WHAT THE TASK REQUIRES: Copy the records below, replacing every "marker" with "dot" and leaving everything else unchanged.

MATERIAL SHOWN:
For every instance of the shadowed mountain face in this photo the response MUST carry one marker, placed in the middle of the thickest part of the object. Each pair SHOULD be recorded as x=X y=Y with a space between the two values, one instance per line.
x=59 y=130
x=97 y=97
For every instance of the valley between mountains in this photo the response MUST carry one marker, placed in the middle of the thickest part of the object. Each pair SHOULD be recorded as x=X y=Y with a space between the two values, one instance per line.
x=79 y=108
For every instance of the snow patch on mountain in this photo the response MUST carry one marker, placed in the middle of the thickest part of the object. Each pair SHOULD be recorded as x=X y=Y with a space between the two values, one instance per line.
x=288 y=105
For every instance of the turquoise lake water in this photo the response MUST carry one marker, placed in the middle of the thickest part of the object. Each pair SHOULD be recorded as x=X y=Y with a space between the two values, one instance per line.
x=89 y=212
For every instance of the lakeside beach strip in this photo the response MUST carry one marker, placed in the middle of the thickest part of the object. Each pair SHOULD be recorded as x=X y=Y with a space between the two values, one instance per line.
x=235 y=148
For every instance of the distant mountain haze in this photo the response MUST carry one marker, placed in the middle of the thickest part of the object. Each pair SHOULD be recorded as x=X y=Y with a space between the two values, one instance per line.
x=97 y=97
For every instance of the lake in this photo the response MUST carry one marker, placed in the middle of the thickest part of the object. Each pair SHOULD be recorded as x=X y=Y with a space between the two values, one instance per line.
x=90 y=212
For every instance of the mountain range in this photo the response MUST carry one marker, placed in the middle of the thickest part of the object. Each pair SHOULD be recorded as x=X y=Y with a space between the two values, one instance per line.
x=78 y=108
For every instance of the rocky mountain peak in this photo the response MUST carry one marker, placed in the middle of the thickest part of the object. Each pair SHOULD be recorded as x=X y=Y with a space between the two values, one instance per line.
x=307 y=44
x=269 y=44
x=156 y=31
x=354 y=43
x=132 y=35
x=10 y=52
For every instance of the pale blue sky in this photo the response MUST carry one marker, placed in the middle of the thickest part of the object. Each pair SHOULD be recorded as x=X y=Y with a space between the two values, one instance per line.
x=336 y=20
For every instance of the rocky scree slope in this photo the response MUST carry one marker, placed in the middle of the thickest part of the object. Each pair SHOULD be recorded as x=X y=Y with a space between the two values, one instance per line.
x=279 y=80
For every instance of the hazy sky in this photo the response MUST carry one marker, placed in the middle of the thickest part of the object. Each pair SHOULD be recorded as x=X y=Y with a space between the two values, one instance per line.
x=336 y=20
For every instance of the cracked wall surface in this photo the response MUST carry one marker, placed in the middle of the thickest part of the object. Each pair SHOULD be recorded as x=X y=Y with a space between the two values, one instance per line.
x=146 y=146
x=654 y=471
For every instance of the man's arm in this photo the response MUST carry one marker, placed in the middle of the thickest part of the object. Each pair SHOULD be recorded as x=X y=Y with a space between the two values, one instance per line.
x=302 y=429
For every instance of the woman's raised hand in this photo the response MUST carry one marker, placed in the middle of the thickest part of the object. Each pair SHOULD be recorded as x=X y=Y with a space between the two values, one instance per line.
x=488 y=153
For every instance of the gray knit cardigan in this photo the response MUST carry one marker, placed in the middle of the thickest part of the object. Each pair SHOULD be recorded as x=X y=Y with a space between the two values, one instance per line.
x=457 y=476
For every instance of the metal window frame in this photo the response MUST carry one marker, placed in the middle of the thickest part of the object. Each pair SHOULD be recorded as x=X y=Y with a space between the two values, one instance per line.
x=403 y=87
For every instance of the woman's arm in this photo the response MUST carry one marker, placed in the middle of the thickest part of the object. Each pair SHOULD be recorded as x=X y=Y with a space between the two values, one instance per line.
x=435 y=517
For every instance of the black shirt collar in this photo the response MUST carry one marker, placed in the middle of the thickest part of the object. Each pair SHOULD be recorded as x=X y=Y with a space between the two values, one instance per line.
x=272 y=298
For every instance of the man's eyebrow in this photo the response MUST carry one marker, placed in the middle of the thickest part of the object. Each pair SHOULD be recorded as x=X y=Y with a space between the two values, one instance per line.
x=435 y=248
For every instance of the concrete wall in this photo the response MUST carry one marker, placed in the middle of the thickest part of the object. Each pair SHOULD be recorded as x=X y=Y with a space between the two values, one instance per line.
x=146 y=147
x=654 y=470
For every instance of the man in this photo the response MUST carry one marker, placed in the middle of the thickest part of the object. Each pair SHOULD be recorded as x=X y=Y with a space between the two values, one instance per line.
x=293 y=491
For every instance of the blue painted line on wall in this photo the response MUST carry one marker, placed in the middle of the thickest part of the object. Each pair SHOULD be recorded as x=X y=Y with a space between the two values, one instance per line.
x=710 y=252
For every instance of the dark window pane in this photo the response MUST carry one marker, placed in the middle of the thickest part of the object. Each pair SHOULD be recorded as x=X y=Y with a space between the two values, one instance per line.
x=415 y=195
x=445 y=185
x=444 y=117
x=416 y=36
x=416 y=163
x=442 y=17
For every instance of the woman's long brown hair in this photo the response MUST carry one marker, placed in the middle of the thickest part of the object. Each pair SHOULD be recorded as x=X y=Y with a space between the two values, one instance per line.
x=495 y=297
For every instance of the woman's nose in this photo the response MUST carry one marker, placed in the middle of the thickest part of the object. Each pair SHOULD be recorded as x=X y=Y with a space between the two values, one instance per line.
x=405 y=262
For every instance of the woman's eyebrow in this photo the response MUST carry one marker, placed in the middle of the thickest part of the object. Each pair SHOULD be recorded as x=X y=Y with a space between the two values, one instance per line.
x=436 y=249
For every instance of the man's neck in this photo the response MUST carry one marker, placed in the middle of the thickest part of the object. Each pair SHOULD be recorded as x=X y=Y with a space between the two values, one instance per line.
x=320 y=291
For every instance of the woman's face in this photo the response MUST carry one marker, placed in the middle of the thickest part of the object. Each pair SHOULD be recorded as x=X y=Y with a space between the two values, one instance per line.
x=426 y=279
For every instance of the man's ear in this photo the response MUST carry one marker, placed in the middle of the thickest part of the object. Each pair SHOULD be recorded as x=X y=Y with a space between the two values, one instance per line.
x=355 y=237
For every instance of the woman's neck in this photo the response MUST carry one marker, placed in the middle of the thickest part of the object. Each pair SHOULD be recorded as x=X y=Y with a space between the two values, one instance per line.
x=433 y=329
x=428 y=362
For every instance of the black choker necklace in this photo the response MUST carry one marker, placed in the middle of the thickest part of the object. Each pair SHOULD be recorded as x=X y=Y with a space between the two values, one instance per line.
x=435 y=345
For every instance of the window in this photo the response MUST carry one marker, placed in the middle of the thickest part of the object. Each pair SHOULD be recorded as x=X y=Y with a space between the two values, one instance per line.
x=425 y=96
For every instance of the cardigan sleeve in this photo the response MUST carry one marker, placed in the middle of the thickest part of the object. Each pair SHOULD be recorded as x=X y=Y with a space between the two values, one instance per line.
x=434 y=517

SOLUTION:
For every instance of the shadowed mountain face in this photo the response MUST carry one dot, placed in the middle of the thickest part of the object. Each pair SHOULD be recorded as x=X y=Y with a space between the two values, one instance per line.
x=59 y=130
x=97 y=97
For every instance of the valley between mountains in this photo the response MUST carry one dot, placed in the middle of the thickest part of the object. Each pair SHOULD be recorded as x=X y=Y with a space between the two values, one instance per line.
x=79 y=108
For every instance of the snow patch on mountain in this photo the response MUST carry one dot, placed in the middle of the thickest part of the object. Each pair SHOULD be recorded as x=X y=Y with a space between the two values, one instance per line.
x=288 y=105
For every instance of the turquoise lake water in this photo the response MUST carry one dot, placed in the middle of the thickest part of the object. Each pair SHOULD be recorded as x=X y=Y with a space between the two values, one instance per line.
x=89 y=212
For every instance of the lakeside beach strip in this photo the response MUST carry one dot, placed in the middle of the thickest part of the object. Each pair SHOULD be recorded as x=X y=Y with a space between the two values, one instance per line.
x=235 y=148
For every instance of the distant mountain haze in this photo the response MUST carry one dot, placed in the middle of the thickest part of the object. Each pair SHOULD be recorded as x=X y=Y with a space between the two values, one instance per line.
x=97 y=97
For every instance of the lake in this photo the response MUST carry one dot, placed in the middle of the thickest part of the object. Each pair SHOULD be recorded as x=X y=Y with a space between the two values, one instance per line.
x=90 y=212
For every instance of the mountain range in this photo the response MUST carry one dot, placed in the middle of the thickest part of the object. Each pair SHOULD be recorded as x=X y=Y with a space between the two values, one instance per line.
x=78 y=108
For every instance of the rocky mountain peak in this photo the response MUST carry one dot, placed in the middle of the thickest part of the object. Each pair SHOULD be recorded as x=X y=Y with a space between the two values, one instance per line.
x=307 y=44
x=269 y=44
x=156 y=31
x=354 y=43
x=132 y=35
x=10 y=52
For every instance of the pale blue sky in this photo the response MUST carry one dot, placed in the middle of the thickest part of the object. Each pair SHOULD be recorded as x=X y=Y with a space between the two values, one instance per line.
x=336 y=20
For every instance of the rocky scree slope in this photo the response MUST carry one dot, placed in the middle of the thickest part of the object. Each pair SHOULD be recorded as x=X y=Y with a space between the two values, one instance per line.
x=279 y=80
For every instance of the hazy sky in this photo the response MUST carry one dot, placed in the middle of the thickest part of the object. Each pair SHOULD be recorded as x=X y=Y with a space between the two values, one instance per line.
x=336 y=20
For every instance of the cracked wall surface in this photo the response MUST carry one dot, placed in the middle of the thickest part of the object. Each pair SHOULD be recorded as x=X y=Y with a space between the two values, one instance per line.
x=146 y=146
x=654 y=471
For every instance of the man's arm in this photo the response MUST carry one dot, placed in the middle of the thickest part of the object. Each pair SHOULD be recorded as x=X y=Y with a space between the two values, one instance per line.
x=302 y=429
For every instance of the woman's raised hand in this photo the response MUST carry one dot, placed in the middle of the thickest part of the object. Each pair SHOULD be recorded as x=X y=Y with a space between the two values, one instance per line.
x=488 y=153
For every instance of the gray knit cardigan in this photo the response MUST carry one dot, placed in the middle of the thickest part of the object. Each pair SHOULD be recorded as x=X y=Y with a space between the two values, one instance per line.
x=457 y=476
For every instance of the metal window frame in this photo the response MUST carry one dot, placed in the middle of the thickest part of the object. Each pair SHOULD be recorded as x=X y=Y with a space between the two values, one instance per line.
x=403 y=87
For every instance of the woman's arm in this photo the response MUST carry one dot, placed in the middle of the thickest part of the object. Each pair SHOULD be recorded as x=X y=Y with a space between the two values, one instance per line.
x=435 y=517
For every instance of the black shirt collar in this photo the response MUST carry one dot, placed in the middle of the thickest part of the object. Each pair SHOULD be recorded as x=X y=Y with a space between the two values, one instance per line.
x=272 y=298
For every instance of the man's eyebrow in this photo the response MUST carry one dot, placed in the middle of the thickest part of the object. Each pair SHOULD be recorded as x=X y=Y with a space between the two values, one instance per line.
x=435 y=248
For every instance of the concrete wall in this photo the response MUST carry one dot, placed in the middle of the thickest part of the object. Each pair SHOULD be recorded as x=X y=Y with a space between the two values, one instance per line.
x=146 y=147
x=654 y=470
For every instance of the man in this photo the response MUST carry one dot, placed in the middle of the thickest part of the object. Each pair SHOULD be recorded as x=X y=Y with a space between the two values, one instance per line.
x=293 y=491
For every instance of the blue painted line on wall in this photo the response MUST carry one dot, placed in the middle of the thickest part of the object. Each pair SHOULD be recorded as x=X y=Y with a space between the two values, one instance per line.
x=710 y=252
For every instance of the dark window pane in this photo the response MUST carry one dot, placed in the middle of the thickest part of the object. Each pair SHOULD be recorded as x=X y=Y with a space between the two values, one instance per line.
x=415 y=195
x=445 y=185
x=444 y=117
x=416 y=36
x=416 y=163
x=442 y=17
For every instance of the woman's long brown hair in this photo the response MUST carry one dot, placed in the middle of the thickest part of the object. Each pair SHOULD be recorded as x=X y=Y with a space between the two values, one instance per line.
x=495 y=297
For every instance of the woman's nose in this photo the response MUST carry one dot, placed in the middle of the thickest part of the object. Each pair SHOULD be recorded as x=X y=Y with a space between the two values, one instance per line.
x=405 y=262
For every instance of the woman's eyebrow in this photo the response MUST carry one dot, placed in the middle of the thickest part of the object. Each pair SHOULD be recorded as x=X y=Y with a space between the two values, one instance per line.
x=436 y=249
For every instance of the man's neck in this photo the response MUST carry one dot, placed in the middle of the thickest part of the object. Each pair SHOULD be recorded as x=X y=Y with a space between the two values, one instance per line.
x=320 y=291
For every instance of the woman's face in this photo the response MUST carry one dot, placed in the middle of the thickest part of the object. Each pair SHOULD be recorded as x=X y=Y with a space between the two values, one instance per line.
x=426 y=279
For every instance of the man's ear in this photo the response MUST carry one dot, placed in the middle of the thickest part of the object. Each pair SHOULD be recorded as x=X y=Y with a space between the two values, one instance per line.
x=355 y=237
For every instance of the woman's neck in this photo the response MUST carry one dot, placed in the middle of the thickest part of the object. Each pair SHOULD be recorded as x=X y=Y with a space between the two values, one instance per line.
x=433 y=329
x=428 y=362
For every instance of the black choker necklace in this photo the response MUST carry one dot, placed in the middle of the thickest part of the object. Each pair SHOULD be recorded as x=X y=Y with a space between the two values, one instance per line.
x=435 y=345
For every instance of the window in this photo the response MUST carry one dot, placed in the middle of the thickest part of the object. Each pair SHOULD be recorded as x=X y=Y with a space between the two values, one instance per line.
x=425 y=96
For every instance of the cardigan sleeve in this photo the response MUST carry one dot, placed in the middle of the thickest part of the object. Each pair SHOULD be recorded as x=X y=Y with a space between the two values, one instance per line.
x=434 y=517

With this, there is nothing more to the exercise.